+++ DATA FOR THIS EXERCISE
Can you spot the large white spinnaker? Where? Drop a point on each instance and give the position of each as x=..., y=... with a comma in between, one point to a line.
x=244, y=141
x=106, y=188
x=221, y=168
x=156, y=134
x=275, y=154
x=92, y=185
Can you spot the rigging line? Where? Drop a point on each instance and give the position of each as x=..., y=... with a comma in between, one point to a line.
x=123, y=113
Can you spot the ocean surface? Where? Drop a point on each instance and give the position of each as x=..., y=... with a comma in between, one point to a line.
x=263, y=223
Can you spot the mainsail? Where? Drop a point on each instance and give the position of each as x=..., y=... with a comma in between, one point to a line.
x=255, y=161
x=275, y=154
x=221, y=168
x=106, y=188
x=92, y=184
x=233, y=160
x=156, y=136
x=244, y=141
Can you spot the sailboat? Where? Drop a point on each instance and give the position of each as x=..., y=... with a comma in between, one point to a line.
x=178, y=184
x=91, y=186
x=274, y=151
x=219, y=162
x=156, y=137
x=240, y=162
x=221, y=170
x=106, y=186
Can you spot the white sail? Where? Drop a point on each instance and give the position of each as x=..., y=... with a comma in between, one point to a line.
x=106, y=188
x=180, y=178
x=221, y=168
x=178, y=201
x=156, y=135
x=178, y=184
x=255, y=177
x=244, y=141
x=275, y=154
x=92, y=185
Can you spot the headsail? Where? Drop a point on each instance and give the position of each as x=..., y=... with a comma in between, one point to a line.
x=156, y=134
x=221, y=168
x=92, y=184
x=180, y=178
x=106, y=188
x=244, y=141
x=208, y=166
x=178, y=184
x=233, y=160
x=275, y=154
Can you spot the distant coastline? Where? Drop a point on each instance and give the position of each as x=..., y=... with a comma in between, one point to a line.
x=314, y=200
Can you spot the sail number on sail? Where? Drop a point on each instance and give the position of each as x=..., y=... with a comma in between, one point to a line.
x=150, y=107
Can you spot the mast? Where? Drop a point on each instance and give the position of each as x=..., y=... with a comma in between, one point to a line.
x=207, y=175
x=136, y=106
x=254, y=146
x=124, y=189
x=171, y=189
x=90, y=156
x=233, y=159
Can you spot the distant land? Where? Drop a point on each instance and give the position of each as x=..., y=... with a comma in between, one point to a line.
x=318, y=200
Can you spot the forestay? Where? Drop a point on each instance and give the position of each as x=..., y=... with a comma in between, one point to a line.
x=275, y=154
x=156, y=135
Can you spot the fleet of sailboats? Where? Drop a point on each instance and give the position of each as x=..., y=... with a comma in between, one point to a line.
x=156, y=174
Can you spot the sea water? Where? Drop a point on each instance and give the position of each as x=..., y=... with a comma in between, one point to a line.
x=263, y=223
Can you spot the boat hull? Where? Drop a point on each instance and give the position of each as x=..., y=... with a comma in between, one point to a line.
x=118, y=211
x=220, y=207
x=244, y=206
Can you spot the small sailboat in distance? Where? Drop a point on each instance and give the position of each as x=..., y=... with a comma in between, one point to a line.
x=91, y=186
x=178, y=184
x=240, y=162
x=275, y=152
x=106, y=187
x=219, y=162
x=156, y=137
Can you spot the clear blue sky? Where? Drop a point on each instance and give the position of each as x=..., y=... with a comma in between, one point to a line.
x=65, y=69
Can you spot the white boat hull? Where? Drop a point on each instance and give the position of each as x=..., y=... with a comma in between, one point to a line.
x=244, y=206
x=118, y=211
++++++
**TASK GOAL**
Copy the whole listing above word for word, changing nothing.

**COMPLETED EXERCISE**
Can you spot the large white spinnaker? Where? Drop a point on each instance and give the position of each as x=..., y=... with a comma in between, one point to a line.
x=244, y=141
x=106, y=188
x=221, y=168
x=156, y=134
x=275, y=154
x=92, y=185
Can you spot the rigging line? Where? Drop a point on each instance and give the position of each as x=..., y=... with a comma in between, one point to a line.
x=123, y=113
Can you spot the ocean surface? Where? Drop a point on each instance and give the position of each as x=..., y=... with a comma in between, one point to a line.
x=263, y=223
Can you spot the mainsail? Where? Drop a point on each instance and give the position of each as x=..., y=... with a comma in between, one point to a line.
x=255, y=161
x=275, y=154
x=221, y=168
x=106, y=188
x=92, y=184
x=233, y=160
x=156, y=136
x=244, y=141
Can you spot the sailboat? Where? Drop a point on each instance and give the position of each as x=..., y=... with a comma in between, one point to a line.
x=178, y=184
x=91, y=186
x=274, y=151
x=219, y=162
x=156, y=137
x=240, y=162
x=221, y=170
x=106, y=186
Can you spot the white sail? Where? Drop a point on each instance and give the position of each as x=..., y=... with a comma in between, one point to a line.
x=106, y=188
x=180, y=178
x=221, y=168
x=178, y=201
x=156, y=135
x=178, y=184
x=255, y=177
x=244, y=141
x=275, y=154
x=92, y=185
Can you spot the headsail? Where? Drop a point on each instance and give the position of each as x=..., y=... with a comma in between, one point to a line.
x=156, y=134
x=221, y=168
x=92, y=184
x=180, y=178
x=106, y=188
x=244, y=141
x=208, y=166
x=178, y=184
x=233, y=160
x=275, y=154
Can you spot the distant coastline? Where? Drop a point on each instance and give the position of each as x=..., y=... with a comma in between, one point to a line.
x=314, y=200
Can you spot the sail number on sail? Where? Drop a point on each instance and give the position of each as x=..., y=... with a comma in between, one point to a line.
x=150, y=107
Can you spot the mast? Where? Drop a point on each instance and give the position of each as x=..., y=... with a comma in between, one point to a line.
x=207, y=175
x=136, y=106
x=254, y=146
x=124, y=189
x=171, y=189
x=90, y=156
x=233, y=159
Can you spot the distant land? Where? Drop a point on each instance and give the position of each as x=..., y=... with a comma in between, one point to a line.
x=318, y=200
Can you spot the forestay? Where? Drop a point on each instance and give the position of each as x=..., y=... with a comma in between, one point to a line.
x=275, y=154
x=156, y=135
Can you spot the fleet of sailboats? Where? Drop a point on each instance and give the position of each as x=..., y=... with a comma in between, one point to a line.
x=156, y=174
Can you spot the sea water? Where? Drop a point on each instance and give the position of each as x=..., y=... with a comma in between, one point to a line.
x=263, y=223
Can you spot the boat hull? Where? Drop a point on each instance and give the position of each as x=..., y=... with a comma in between, one point to a line.
x=118, y=211
x=220, y=207
x=244, y=206
Can you spot the small sailboat in distance? Where? Drop a point on each instance and give the position of each as x=..., y=... with a comma in between, one point to a line.
x=91, y=186
x=178, y=184
x=240, y=162
x=275, y=152
x=106, y=187
x=219, y=162
x=156, y=137
Can you spot the clear blue sky? Where? Drop a point on each instance and give the position of each as x=..., y=... with a comma in between, one point to a line.
x=65, y=69
Can you spot the white boat hull? Where? Drop a point on each instance and give the position of each as x=..., y=... with a comma in between, one point to a line.
x=244, y=206
x=118, y=211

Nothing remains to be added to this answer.